Exercise brief:
Rewrite the rows from the line containing "cow's ear |" through the line containing "393 165 L 393", replacing "whole pixels" with "integer pixels" and leaving everything else unchanged.

Contour annotation records
━━━━

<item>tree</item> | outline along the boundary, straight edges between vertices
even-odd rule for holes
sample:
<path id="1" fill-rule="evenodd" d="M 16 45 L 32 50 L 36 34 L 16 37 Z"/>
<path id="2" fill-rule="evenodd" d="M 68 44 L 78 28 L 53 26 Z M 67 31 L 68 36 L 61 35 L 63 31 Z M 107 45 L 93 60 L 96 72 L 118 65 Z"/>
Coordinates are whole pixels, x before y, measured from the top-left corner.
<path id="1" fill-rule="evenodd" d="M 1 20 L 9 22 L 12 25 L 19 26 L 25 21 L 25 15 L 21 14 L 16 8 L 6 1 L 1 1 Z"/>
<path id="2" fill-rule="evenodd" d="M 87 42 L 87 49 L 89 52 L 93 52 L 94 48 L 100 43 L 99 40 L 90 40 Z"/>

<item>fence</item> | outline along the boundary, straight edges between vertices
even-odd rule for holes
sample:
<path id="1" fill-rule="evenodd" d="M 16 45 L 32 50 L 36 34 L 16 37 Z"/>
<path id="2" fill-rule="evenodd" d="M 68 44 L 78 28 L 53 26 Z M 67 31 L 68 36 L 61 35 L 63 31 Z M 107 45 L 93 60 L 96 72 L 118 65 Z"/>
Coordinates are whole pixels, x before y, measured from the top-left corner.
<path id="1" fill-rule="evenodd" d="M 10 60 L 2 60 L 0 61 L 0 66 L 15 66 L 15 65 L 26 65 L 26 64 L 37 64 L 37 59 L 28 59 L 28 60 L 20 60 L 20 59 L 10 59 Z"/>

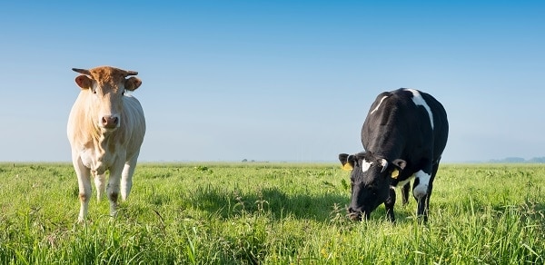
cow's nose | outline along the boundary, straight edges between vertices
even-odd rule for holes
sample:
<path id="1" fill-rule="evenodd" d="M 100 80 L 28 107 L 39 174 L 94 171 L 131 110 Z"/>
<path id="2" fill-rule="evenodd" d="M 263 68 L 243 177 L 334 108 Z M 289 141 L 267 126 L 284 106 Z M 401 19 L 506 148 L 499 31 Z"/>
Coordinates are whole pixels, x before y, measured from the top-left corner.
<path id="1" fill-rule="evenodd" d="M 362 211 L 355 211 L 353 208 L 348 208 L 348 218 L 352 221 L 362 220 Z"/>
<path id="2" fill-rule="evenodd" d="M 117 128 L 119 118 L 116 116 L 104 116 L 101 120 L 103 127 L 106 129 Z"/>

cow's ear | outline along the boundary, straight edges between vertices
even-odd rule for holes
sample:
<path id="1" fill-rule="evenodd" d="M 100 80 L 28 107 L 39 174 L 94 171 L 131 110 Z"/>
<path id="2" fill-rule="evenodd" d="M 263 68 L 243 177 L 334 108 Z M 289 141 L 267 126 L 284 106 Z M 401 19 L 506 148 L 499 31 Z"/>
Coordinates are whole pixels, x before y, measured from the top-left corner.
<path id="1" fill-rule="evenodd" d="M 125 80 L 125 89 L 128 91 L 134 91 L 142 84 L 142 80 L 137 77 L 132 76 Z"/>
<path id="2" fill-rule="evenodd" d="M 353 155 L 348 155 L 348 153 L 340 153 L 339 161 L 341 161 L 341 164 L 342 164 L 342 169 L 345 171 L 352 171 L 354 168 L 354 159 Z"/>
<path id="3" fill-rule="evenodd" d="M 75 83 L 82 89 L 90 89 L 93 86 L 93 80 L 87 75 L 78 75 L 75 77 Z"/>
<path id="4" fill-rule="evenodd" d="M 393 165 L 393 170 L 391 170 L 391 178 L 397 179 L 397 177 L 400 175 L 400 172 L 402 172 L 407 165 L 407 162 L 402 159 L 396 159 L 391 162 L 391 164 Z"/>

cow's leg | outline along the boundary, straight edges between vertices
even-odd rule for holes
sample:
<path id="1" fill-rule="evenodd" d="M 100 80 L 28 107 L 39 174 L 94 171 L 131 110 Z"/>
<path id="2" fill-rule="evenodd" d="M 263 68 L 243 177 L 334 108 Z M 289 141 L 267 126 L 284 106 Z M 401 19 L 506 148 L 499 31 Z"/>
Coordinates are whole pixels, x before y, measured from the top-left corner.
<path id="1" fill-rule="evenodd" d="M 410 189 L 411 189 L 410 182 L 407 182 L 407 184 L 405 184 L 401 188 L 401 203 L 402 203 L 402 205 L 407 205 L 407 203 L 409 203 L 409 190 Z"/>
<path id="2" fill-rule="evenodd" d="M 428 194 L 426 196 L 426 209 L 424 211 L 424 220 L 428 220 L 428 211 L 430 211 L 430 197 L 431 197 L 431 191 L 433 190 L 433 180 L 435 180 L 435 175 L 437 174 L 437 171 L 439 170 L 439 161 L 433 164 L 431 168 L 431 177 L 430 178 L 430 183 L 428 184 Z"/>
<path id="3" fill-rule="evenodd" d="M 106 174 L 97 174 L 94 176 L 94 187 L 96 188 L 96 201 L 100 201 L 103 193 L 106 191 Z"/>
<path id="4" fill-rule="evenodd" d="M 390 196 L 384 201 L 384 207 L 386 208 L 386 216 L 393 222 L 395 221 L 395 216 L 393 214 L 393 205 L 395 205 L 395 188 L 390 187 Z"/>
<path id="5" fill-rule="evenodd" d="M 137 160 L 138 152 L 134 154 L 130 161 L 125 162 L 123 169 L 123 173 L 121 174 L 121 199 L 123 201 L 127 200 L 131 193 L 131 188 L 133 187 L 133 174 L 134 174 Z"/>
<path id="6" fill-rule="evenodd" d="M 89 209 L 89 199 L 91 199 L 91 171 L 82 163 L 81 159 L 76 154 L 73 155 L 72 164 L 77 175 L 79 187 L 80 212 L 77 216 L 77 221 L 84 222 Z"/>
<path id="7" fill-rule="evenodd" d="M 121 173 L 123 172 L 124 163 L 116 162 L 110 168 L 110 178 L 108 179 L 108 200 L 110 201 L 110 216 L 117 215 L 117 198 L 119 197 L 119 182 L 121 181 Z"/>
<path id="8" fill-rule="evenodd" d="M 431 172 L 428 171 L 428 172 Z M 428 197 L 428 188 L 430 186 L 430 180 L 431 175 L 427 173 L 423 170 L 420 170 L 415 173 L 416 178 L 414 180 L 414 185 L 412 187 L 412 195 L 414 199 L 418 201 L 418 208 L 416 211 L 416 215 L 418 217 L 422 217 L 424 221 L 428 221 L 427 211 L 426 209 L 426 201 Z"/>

━━━━

Problem solution:
cow's ear | outline along the boundary, straight edges between vertices
even-odd rule for holes
sample:
<path id="1" fill-rule="evenodd" d="M 100 80 L 28 107 L 39 174 L 94 171 L 131 110 Z"/>
<path id="2" fill-rule="evenodd" d="M 263 68 L 243 177 L 334 108 Z M 289 141 L 267 126 L 284 106 Z M 401 19 L 506 148 L 499 31 Z"/>
Coordinates are integer pixels, x before y, measured from the top-left corner.
<path id="1" fill-rule="evenodd" d="M 125 80 L 125 89 L 128 91 L 134 91 L 142 84 L 142 80 L 137 77 L 132 76 Z"/>
<path id="2" fill-rule="evenodd" d="M 353 155 L 348 155 L 348 153 L 340 153 L 339 161 L 341 161 L 341 164 L 342 164 L 342 169 L 345 171 L 352 171 L 354 168 L 354 159 Z"/>
<path id="3" fill-rule="evenodd" d="M 75 83 L 82 89 L 90 89 L 93 86 L 93 80 L 87 75 L 78 75 L 75 77 Z"/>
<path id="4" fill-rule="evenodd" d="M 393 165 L 393 170 L 391 170 L 391 178 L 397 179 L 397 177 L 400 175 L 400 172 L 402 172 L 407 165 L 407 162 L 402 159 L 396 159 L 391 162 L 391 164 Z"/>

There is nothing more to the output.